Recorded data:
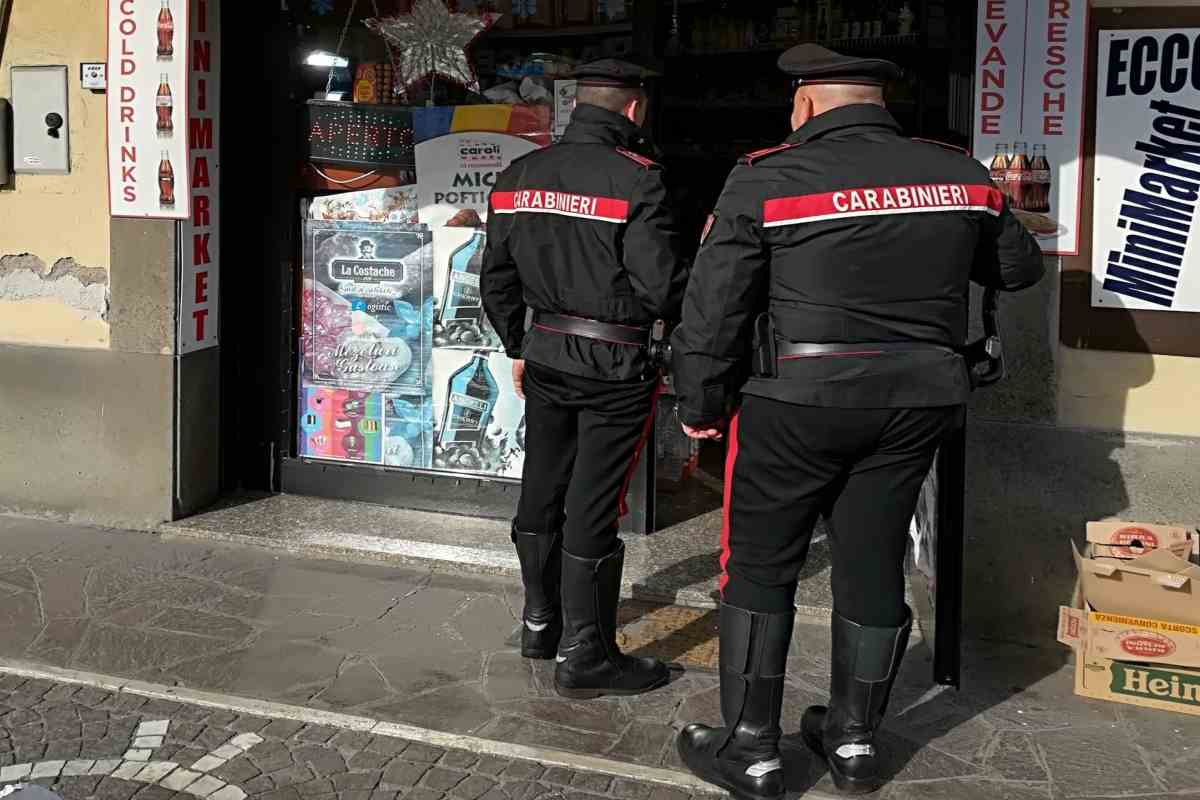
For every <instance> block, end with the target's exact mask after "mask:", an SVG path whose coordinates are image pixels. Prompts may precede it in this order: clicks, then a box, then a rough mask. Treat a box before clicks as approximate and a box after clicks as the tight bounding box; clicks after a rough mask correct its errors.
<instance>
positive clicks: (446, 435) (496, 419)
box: [433, 348, 524, 479]
mask: <svg viewBox="0 0 1200 800" xmlns="http://www.w3.org/2000/svg"><path fill="white" fill-rule="evenodd" d="M433 375H434V380H436V384H434V386H433V419H434V425H436V432H434V444H433V467H434V469H444V470H450V471H456V473H482V474H487V475H496V476H500V477H516V479H518V477H521V468H522V467H523V465H524V402H522V401H521V399H520V398H518V397H517V396H516V392H514V391H512V361H511V360H509V357H508V356H505V355H504V353H503V351H499V350H467V349H460V348H454V349H451V348H438V349H436V350H434V351H433Z"/></svg>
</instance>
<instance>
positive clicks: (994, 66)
mask: <svg viewBox="0 0 1200 800" xmlns="http://www.w3.org/2000/svg"><path fill="white" fill-rule="evenodd" d="M1087 6H1088V2H1087V0H979V30H978V35H977V36H978V40H977V47H976V58H977V61H976V96H974V100H976V107H974V132H973V133H974V136H973V146H974V157H976V158H978V160H979V161H982V162H983V163H985V164H988V166H989V168H990V172H991V176H992V181H994V182H995V184H996V186H997V187H1000V190H1001V191H1003V192H1004V194H1006V196H1007V197H1008V201H1009V206H1010V207H1012V209H1013V210H1014V211H1015V212H1016V216H1018V217H1019V218H1020V219H1021V222H1022V223H1025V225H1026V227H1027V228H1028V229H1030V230H1031V231H1032V233H1033V235H1034V236H1037V237H1038V240H1039V243H1040V245H1042V249H1043V251H1044V252H1045V253H1046V254H1048V255H1075V254H1078V252H1079V207H1080V204H1079V197H1080V188H1081V187H1080V174H1081V170H1080V144H1081V137H1082V124H1084V73H1085V56H1086V42H1087Z"/></svg>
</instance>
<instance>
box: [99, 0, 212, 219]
mask: <svg viewBox="0 0 1200 800" xmlns="http://www.w3.org/2000/svg"><path fill="white" fill-rule="evenodd" d="M192 1H193V2H194V1H196V0H192ZM188 17H190V13H188V0H109V2H108V198H109V200H108V203H109V211H110V212H112V215H113V216H114V217H158V218H164V219H181V218H184V217H186V216H187V213H188V206H187V186H188V173H187V169H188V168H187V104H188V97H187V68H188V58H190V49H188V47H190V41H188V40H190V31H188Z"/></svg>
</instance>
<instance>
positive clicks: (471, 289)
mask: <svg viewBox="0 0 1200 800" xmlns="http://www.w3.org/2000/svg"><path fill="white" fill-rule="evenodd" d="M538 146H539V145H538V143H536V142H533V140H530V139H527V138H522V137H518V136H510V134H508V133H496V132H488V131H484V132H462V133H448V134H444V136H439V137H436V138H432V139H427V140H425V142H419V143H418V144H416V194H418V204H419V210H418V216H419V218H420V219H421V222H422V223H425V224H427V225H428V227H430V229H431V230H432V233H433V257H434V266H433V281H434V285H436V287H437V299H436V311H434V331H433V335H434V347H439V348H440V347H463V348H470V349H475V348H484V349H499V347H500V341H499V337H498V336H497V335H496V331H494V330H492V326H491V324H490V323H488V321H487V319H486V317H485V314H484V308H482V302H481V299H480V291H479V273H480V266H481V264H482V258H484V247H485V245H486V234H485V231H484V224H485V222H486V221H487V198H488V196H490V194H491V192H492V186H493V185H494V184H496V179H497V176H498V175H499V174H500V172H502V170H503V169H504V168H505V167H508V166H509V164H510V163H511V162H512V160H515V158H518V157H521V156H523V155H526V154H527V152H530V151H532V150H535V149H538Z"/></svg>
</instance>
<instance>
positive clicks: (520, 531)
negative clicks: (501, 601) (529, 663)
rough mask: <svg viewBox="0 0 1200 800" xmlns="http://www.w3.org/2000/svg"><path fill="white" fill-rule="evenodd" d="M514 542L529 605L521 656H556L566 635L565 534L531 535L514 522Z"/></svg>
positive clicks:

Your instructions: Can you update all the rows above so that "rough mask" becomes "coarse mask" and nothing else changes? Leave the pictures out of your answer.

Result:
For every <instance> block, end with the target's exact mask after "mask:", an SVG path whose coordinates are image pixels. Prompts may precede it in this order: clicks, then a box, then a coarse mask. Treat a box before clicks as approximate and a box after clicks as the tight bounding box; clicks after a coarse mask correct its errors.
<instance>
positive clicks: (446, 435) (496, 419)
box: [433, 348, 524, 479]
mask: <svg viewBox="0 0 1200 800" xmlns="http://www.w3.org/2000/svg"><path fill="white" fill-rule="evenodd" d="M433 375H434V380H436V384H434V386H433V419H434V425H436V432H434V444H433V467H434V469H444V470H450V471H456V473H482V474H487V475H496V476H500V477H516V479H518V477H521V468H522V467H523V465H524V402H522V401H521V399H520V398H518V397H517V396H516V392H514V391H512V361H511V360H509V357H508V356H505V355H504V353H503V351H499V350H467V349H460V348H454V349H451V348H438V349H436V350H434V351H433Z"/></svg>
</instance>
<instance>
positive clicks: (994, 66)
mask: <svg viewBox="0 0 1200 800" xmlns="http://www.w3.org/2000/svg"><path fill="white" fill-rule="evenodd" d="M1087 6H1088V2H1087V0H979V30H978V35H977V36H978V40H977V47H976V58H977V61H976V96H974V100H976V107H974V132H973V133H974V136H973V146H974V157H976V158H978V160H979V161H982V162H983V163H985V164H988V166H989V168H990V172H991V176H992V181H994V182H995V184H996V186H997V187H1000V190H1001V191H1003V192H1004V194H1006V196H1007V197H1008V201H1009V206H1010V207H1012V209H1013V210H1014V211H1015V212H1016V216H1018V217H1019V218H1020V219H1021V222H1022V223H1025V225H1026V227H1027V228H1028V229H1030V230H1031V231H1032V233H1033V235H1034V236H1037V237H1038V240H1039V243H1040V245H1042V249H1043V251H1044V252H1045V253H1046V254H1048V255H1075V254H1078V252H1079V207H1080V204H1079V197H1080V188H1081V187H1080V174H1081V170H1080V144H1081V137H1082V124H1084V73H1085V56H1086V42H1087Z"/></svg>
</instance>
<instance>
box: [99, 0, 212, 219]
mask: <svg viewBox="0 0 1200 800" xmlns="http://www.w3.org/2000/svg"><path fill="white" fill-rule="evenodd" d="M192 1H193V2H194V1H196V0H192ZM188 17H190V13H188V0H109V2H108V198H109V200H108V203H109V211H110V212H112V215H113V216H114V217H158V218H164V219H181V218H184V217H186V216H187V213H188V206H187V186H188V173H187V169H188V168H187V104H188V97H187V68H188V58H190V49H188V47H190V41H188V40H190V31H188Z"/></svg>
</instance>
<instance>
positive clicks: (471, 289)
mask: <svg viewBox="0 0 1200 800" xmlns="http://www.w3.org/2000/svg"><path fill="white" fill-rule="evenodd" d="M538 146H539V145H538V143H536V142H533V140H530V139H527V138H522V137H518V136H510V134H508V133H496V132H488V131H484V132H462V133H448V134H444V136H439V137H436V138H432V139H427V140H425V142H419V143H418V144H416V194H418V204H419V210H418V216H419V218H420V219H421V222H422V223H425V224H427V225H428V227H430V229H431V230H432V233H433V257H434V266H433V281H434V285H436V287H437V299H436V311H434V331H433V335H434V347H439V348H440V347H463V348H470V349H475V348H484V349H499V347H500V341H499V337H498V336H497V335H496V331H494V330H492V326H491V324H490V323H488V321H487V319H486V317H485V314H484V308H482V302H481V299H480V291H479V273H480V266H481V264H482V258H484V247H485V245H486V234H485V231H484V224H485V222H486V221H487V198H488V196H490V194H491V192H492V186H493V185H494V184H496V179H497V176H498V175H499V174H500V172H502V170H503V169H504V168H505V167H508V166H509V164H510V163H511V162H512V160H515V158H518V157H521V156H523V155H526V154H527V152H530V151H532V150H535V149H538Z"/></svg>
</instance>
<instance>
positive clicks: (520, 531)
negative clicks: (501, 601) (529, 663)
coarse mask: <svg viewBox="0 0 1200 800" xmlns="http://www.w3.org/2000/svg"><path fill="white" fill-rule="evenodd" d="M514 542L529 605L521 656H556L566 635L565 534L531 535L514 522Z"/></svg>
positive clicks:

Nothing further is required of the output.